# WHAT TO PRODUCE
Please pick out every line in the data below that contains the word "phone", and copy each of those lines.
====================
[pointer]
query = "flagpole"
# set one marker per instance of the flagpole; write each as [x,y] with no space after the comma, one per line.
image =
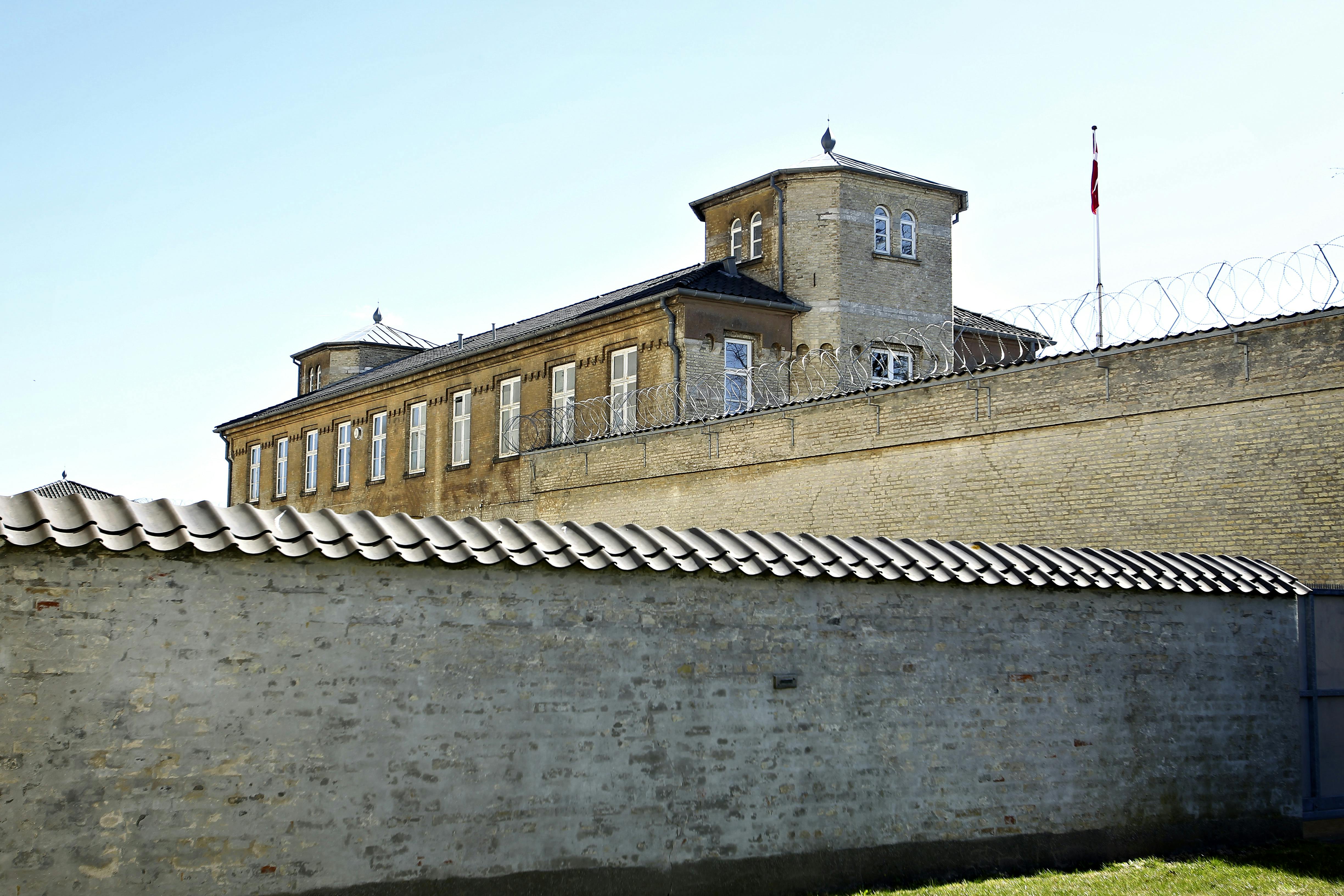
[1101,327]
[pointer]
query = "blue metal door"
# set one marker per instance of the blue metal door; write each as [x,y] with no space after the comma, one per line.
[1322,620]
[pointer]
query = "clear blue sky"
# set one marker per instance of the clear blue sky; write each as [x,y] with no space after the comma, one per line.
[190,193]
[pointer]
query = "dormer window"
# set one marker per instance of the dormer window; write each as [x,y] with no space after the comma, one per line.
[908,236]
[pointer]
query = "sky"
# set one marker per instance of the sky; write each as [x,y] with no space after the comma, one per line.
[190,193]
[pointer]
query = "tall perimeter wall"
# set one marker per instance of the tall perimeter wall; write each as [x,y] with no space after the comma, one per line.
[1229,443]
[226,723]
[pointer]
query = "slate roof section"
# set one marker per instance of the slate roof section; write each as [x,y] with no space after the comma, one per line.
[120,526]
[706,279]
[836,162]
[975,320]
[61,488]
[381,334]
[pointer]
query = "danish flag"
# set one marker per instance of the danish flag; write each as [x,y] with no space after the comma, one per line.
[1096,199]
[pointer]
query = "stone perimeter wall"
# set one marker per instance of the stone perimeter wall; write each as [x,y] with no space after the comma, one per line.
[183,723]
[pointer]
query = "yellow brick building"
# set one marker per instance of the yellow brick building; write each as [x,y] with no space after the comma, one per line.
[828,259]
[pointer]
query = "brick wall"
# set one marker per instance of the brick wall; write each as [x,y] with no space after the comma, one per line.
[229,723]
[1185,453]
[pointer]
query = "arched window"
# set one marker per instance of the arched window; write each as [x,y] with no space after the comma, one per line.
[881,232]
[908,236]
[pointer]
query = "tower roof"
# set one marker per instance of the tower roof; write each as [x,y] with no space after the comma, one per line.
[835,162]
[377,334]
[65,487]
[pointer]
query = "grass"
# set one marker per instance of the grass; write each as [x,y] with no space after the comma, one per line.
[1301,868]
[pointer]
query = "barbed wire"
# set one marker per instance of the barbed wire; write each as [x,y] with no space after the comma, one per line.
[1218,295]
[1221,295]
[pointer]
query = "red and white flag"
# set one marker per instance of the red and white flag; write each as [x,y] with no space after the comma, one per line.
[1096,199]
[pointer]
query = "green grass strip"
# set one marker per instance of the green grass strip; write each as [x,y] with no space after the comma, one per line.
[1298,868]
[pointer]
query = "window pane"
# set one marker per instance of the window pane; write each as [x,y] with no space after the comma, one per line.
[1331,742]
[1330,643]
[734,394]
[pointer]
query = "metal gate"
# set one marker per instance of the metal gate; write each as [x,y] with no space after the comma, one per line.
[1322,621]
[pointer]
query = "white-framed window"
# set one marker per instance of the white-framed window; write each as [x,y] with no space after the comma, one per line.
[892,366]
[416,443]
[343,453]
[881,232]
[562,404]
[254,473]
[737,375]
[461,428]
[908,236]
[311,461]
[378,448]
[510,405]
[626,367]
[281,468]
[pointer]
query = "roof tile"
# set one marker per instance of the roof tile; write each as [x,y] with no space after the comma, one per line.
[119,524]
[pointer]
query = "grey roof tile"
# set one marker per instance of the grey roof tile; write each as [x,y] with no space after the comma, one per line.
[119,524]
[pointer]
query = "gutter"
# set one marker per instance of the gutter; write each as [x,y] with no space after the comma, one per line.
[677,357]
[229,463]
[492,347]
[1038,338]
[780,229]
[760,303]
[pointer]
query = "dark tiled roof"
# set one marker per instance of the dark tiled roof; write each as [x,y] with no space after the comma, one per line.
[709,279]
[381,334]
[122,526]
[835,162]
[975,320]
[61,488]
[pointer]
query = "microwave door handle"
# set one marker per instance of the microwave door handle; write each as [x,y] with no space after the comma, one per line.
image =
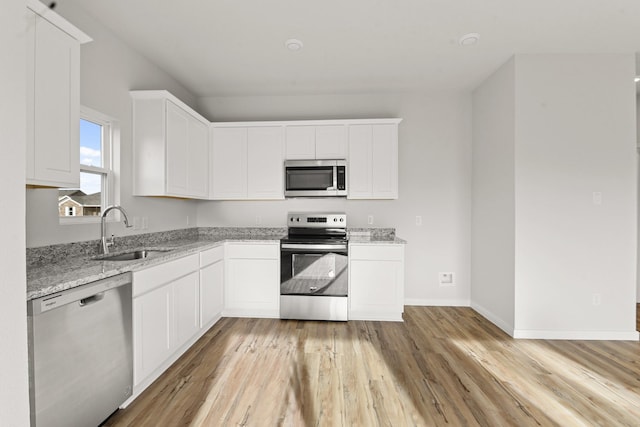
[335,179]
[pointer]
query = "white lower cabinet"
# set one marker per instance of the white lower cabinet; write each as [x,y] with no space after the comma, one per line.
[165,316]
[152,327]
[376,281]
[211,285]
[252,280]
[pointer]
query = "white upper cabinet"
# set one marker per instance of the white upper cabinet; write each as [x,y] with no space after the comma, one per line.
[171,147]
[53,98]
[301,142]
[265,159]
[228,163]
[373,161]
[316,142]
[247,162]
[331,142]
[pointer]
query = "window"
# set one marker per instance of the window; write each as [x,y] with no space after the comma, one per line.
[98,136]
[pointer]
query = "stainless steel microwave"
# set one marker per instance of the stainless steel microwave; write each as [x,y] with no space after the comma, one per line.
[315,178]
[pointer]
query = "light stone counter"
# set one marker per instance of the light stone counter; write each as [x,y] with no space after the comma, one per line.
[59,267]
[73,267]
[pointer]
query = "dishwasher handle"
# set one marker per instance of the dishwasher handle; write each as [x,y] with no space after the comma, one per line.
[91,300]
[84,294]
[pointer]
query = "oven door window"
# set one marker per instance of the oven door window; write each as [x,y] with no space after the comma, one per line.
[314,274]
[309,178]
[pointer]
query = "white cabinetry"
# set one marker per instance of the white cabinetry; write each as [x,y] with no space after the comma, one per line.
[228,163]
[165,316]
[171,147]
[373,161]
[252,279]
[247,162]
[211,285]
[376,282]
[316,142]
[53,98]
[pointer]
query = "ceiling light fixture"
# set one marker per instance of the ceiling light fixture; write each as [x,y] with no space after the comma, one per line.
[469,39]
[294,45]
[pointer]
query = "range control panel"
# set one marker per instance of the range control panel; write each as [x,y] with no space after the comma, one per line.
[317,220]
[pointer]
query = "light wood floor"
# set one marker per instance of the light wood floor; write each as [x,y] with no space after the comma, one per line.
[442,366]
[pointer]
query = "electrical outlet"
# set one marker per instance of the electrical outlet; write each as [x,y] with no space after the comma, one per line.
[597,198]
[446,279]
[596,299]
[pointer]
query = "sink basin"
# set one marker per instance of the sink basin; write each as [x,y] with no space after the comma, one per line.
[129,256]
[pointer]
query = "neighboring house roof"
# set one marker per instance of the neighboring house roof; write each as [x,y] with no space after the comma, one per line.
[80,198]
[67,200]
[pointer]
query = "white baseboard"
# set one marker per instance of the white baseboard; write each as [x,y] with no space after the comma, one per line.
[491,317]
[577,335]
[438,302]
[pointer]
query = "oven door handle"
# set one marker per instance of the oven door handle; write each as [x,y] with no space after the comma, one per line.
[313,247]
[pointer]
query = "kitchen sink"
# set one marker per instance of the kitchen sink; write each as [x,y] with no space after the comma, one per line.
[130,256]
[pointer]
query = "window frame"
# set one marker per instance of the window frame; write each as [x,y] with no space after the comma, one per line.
[110,193]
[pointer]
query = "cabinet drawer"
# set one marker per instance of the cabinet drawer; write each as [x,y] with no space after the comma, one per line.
[253,250]
[211,255]
[376,252]
[158,275]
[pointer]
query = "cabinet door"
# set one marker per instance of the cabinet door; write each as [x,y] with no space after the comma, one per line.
[384,161]
[359,169]
[331,142]
[375,288]
[229,163]
[177,150]
[252,287]
[185,306]
[211,292]
[300,142]
[265,163]
[53,150]
[151,331]
[198,170]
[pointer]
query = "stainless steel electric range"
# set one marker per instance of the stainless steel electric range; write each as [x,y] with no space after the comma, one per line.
[313,267]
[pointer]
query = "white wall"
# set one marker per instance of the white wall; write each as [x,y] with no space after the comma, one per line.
[434,180]
[109,69]
[575,135]
[638,157]
[493,207]
[14,391]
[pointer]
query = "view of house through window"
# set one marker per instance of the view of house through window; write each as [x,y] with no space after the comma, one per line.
[95,148]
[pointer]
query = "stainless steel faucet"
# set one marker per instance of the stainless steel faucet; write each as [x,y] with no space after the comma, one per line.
[104,245]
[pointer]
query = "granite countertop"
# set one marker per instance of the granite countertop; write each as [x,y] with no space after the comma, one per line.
[59,267]
[70,272]
[385,240]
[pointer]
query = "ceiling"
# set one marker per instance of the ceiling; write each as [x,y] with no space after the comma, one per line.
[236,47]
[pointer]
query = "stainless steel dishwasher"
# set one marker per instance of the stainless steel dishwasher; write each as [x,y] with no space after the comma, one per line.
[80,353]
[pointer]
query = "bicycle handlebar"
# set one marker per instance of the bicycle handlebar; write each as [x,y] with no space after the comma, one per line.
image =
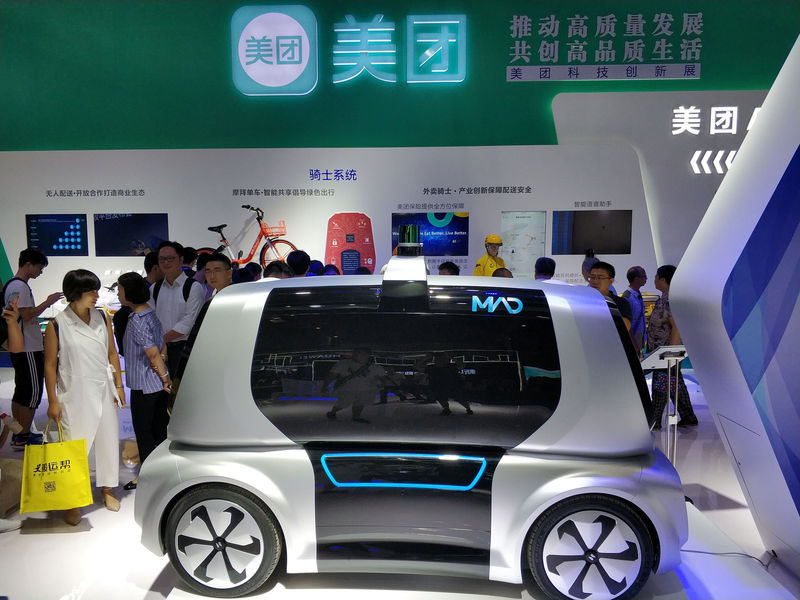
[255,209]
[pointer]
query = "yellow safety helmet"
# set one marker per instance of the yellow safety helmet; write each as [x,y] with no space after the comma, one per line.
[493,238]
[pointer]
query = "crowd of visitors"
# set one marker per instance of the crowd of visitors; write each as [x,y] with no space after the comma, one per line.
[77,359]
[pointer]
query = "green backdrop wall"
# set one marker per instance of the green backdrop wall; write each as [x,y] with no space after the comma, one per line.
[106,74]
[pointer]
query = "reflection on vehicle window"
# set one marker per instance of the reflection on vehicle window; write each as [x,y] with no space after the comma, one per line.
[466,378]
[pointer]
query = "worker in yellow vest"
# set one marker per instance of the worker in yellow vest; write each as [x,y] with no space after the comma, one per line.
[487,263]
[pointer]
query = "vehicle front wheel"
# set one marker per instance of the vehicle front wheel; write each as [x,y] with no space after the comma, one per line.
[590,547]
[222,541]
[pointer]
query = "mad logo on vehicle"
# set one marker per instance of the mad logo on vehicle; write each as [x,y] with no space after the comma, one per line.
[491,303]
[274,50]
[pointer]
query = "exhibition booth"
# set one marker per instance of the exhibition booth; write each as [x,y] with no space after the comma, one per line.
[562,127]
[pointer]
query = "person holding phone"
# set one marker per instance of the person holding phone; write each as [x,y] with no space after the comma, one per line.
[84,381]
[28,364]
[145,371]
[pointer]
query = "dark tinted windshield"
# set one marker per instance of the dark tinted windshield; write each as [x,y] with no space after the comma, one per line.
[474,369]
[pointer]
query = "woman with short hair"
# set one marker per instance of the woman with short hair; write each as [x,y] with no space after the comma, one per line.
[145,371]
[84,382]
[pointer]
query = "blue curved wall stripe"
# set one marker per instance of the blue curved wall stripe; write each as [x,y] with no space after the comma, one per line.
[761,313]
[768,243]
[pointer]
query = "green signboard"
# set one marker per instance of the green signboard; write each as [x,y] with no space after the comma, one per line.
[105,74]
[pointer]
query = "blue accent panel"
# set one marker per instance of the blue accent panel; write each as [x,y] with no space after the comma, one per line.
[760,257]
[761,314]
[388,484]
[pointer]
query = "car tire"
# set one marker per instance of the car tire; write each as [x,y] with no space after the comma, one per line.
[590,546]
[222,541]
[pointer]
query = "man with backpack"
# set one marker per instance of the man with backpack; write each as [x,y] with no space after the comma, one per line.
[28,364]
[177,300]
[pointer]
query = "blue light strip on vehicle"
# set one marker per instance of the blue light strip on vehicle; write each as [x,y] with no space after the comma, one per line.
[425,486]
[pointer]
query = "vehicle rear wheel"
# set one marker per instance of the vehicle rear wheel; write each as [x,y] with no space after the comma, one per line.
[279,251]
[590,547]
[222,541]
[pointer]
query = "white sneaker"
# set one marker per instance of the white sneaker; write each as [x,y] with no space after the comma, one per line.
[9,525]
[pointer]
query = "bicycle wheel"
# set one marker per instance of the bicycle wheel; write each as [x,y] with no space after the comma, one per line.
[278,251]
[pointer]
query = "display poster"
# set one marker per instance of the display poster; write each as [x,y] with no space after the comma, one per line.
[58,235]
[441,234]
[602,231]
[523,234]
[126,234]
[350,244]
[323,199]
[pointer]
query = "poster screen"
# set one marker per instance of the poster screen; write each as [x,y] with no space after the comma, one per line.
[126,234]
[604,231]
[58,235]
[441,234]
[523,234]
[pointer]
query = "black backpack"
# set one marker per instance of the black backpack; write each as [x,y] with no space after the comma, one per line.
[187,288]
[3,323]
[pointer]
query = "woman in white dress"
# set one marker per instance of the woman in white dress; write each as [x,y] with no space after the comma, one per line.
[83,380]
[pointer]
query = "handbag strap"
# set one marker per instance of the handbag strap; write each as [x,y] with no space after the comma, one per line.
[47,429]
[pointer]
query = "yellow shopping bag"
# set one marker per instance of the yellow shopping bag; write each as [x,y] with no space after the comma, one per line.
[55,476]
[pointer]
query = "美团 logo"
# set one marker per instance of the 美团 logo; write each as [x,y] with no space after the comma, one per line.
[274,50]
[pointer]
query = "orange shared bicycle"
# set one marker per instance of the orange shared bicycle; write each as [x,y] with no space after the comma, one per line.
[274,248]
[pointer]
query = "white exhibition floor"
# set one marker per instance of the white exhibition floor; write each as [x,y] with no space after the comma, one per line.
[102,559]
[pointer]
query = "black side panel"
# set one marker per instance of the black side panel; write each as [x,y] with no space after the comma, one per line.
[389,507]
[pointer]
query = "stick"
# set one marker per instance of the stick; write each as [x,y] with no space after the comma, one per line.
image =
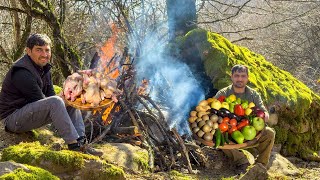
====================
# TASK SOLUTION
query = "person holding phone"
# set one marker per instance of the person holding phone; write each as [x,y] with no space after the comma, one per line.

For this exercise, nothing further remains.